Resume the page on the antimicrobial activity of quinoxaline 1,4-dioxide derivatives, starting right after its last affiliation entry.

Extract to read →
╭──

1. Academic Validation
  2. Antimicrobial activity of quinoxaline 1,4-dioxide with 2- and 3-substituted derivatives

Antimicrobial activity of quinoxaline 1,4-dioxide with 2- and 3-substituted derivatives

  • Microbiol Res. 2014 Apr;169(4):287-93. doi: 10.1016/j.micres.2013.06.015.
Mónica Vieira 1 Cátia Pinheiro 2 Rúben Fernandes 3 João Paulo Noronha 4 Cristina Prudêncio 5
Affiliations

Affiliations

  • 1 REQUIMTE/CQFB, Departamento de Química, FCT, Universidade Nova de Lisboa, 2829-516 Caparica, Portugal; Ciências Químicas e das Biomoléculas, Centro de Investigação em Saúde e Ambiente, Escola Superior de Tecnologias da Saúde, Instituto Politécnico do Porto, Rua Valente Perfeito, 322, 4400-330 Vila Nova de Gaia, Portugal. Electronic address: mav@estsp.ipp.pt.
  • 2 Ciências Químicas e das Biomoléculas, Centro de Investigação em Saúde e Ambiente, Escola Superior de Tecnologias da Saúde, Instituto Politécnico do Porto, Rua Valente Perfeito, 322, 4400-330 Vila Nova de Gaia, Portugal.
  • 3 Ciências Químicas e das Biomoléculas, Centro de Investigação em Saúde e Ambiente, Escola Superior de Tecnologias da Saúde, Instituto Politécnico do Porto, Rua Valente Perfeito, 322, 4400-330 Vila Nova de Gaia, Portugal; Centro de Farmacologia e Biopatologia Química (U38-FCT), Faculdade de Medicina, Universidade do Porto, Alameda Prof. Hernâni Monteiro, 4200-319 Porto, Portugal.
  • 4 REQUIMTE/CQFB, Departamento de Química, FCT, Universidade Nova de Lisboa, 2829-516 Caparica, Portugal.
  • 5 Ciências Químicas e das Biomoléculas, Centro de Investigação em Saúde e Ambiente, Escola Superior de Tecnologias da Saúde, Instituto Politécnico do Porto, Rua Valente Perfeito, 322, 4400-330 Vila Nova de Gaia, Portugal; Centro de Farmacologia e Biopatologia Química (U38-FCT), Faculdade de Medicina, Universidade do Porto, Alameda Prof. Hernâni Monteiro, 4200-319 Porto, Portugal; CHUC, Centro Hospitalar da Universidade de Coimbra, Coimbra, Portugal.

╰──

Records shown →
╭──

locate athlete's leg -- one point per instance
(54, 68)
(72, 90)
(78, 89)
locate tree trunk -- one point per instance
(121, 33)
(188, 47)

╰──

Exercise answer →
Abstract

Quinoxaline is a chemical compound that presents a structure that is similar to quinolone Antibiotics. The present work reports the study of the antimicrobial activity of quinoxaline N,N-dioxide and some derivatives against Bacterial and yeast strains. The compounds studied were quinoxaline-1,4-dioxide (QNX), 2-methylquinoxaline-1,4-dioxide (2MQNX), 2-methyl-3-benzoylquinoxaline-1,4-dioxide (2M3BenzoylQNX), 2-methyl-3-benzylquinoxaline-1,4-dioxide (2M3BQNX), 2-amino-3-cyanoquinoxaline-1,4-dioxide (2A3CQNX), 3-methyl-2-quinoxalinecarboxamide-1,4-dioxide (3M2QNXC), 2-hydroxyphenazine-N,N-dioxide (2HF) and 3-methyl-N-(2-methylphenyl)quinoxalinecarboxamide-1,4-dioxide (3MN(2MF)QNXC). The prokaryotic strains used were Staphylococcus aureus ATCC 6538, S. aureus ATCC 6538P, S. aureus ATCC 29213, Escherichia coli ATCC 25922, E. coli S3R9, E. coli S3R22, E. coli TEM-1 CTX-M9, E. coli TEM-1, E. coli AmpC Mox-2, E. coli CTX-M2 e E. coli CTX-M9. The Candida albicans ATCC 10231 and Saccharomyces cerevisiae PYCC 4072 were used as eukaryotic strains. For the compounds that presented activity using the disk diffusion method, the minimum inhibitory concentration (MIC) was determined. The alterations of cellular viability were evaluated in a time-course assay. Death curves for bacteria and growth curves for S. cerevisiae PYCC 4072 were also accessed. The results obtained suggest potential new drugs for antimicrobial activity chemotherapy since the MIC's determined present low values and cellular viability tests show the complete elimination of the Bacterial strain. Also, the cellular viability tests for the eukaryotic model, S. cerevisiae, indicate low toxicity for the compounds tested.

Keywords

Antimicrobial activity; Cellular viability; Minimum inhibitory concentration; Quinoxaline N,N-dioxide derivatives.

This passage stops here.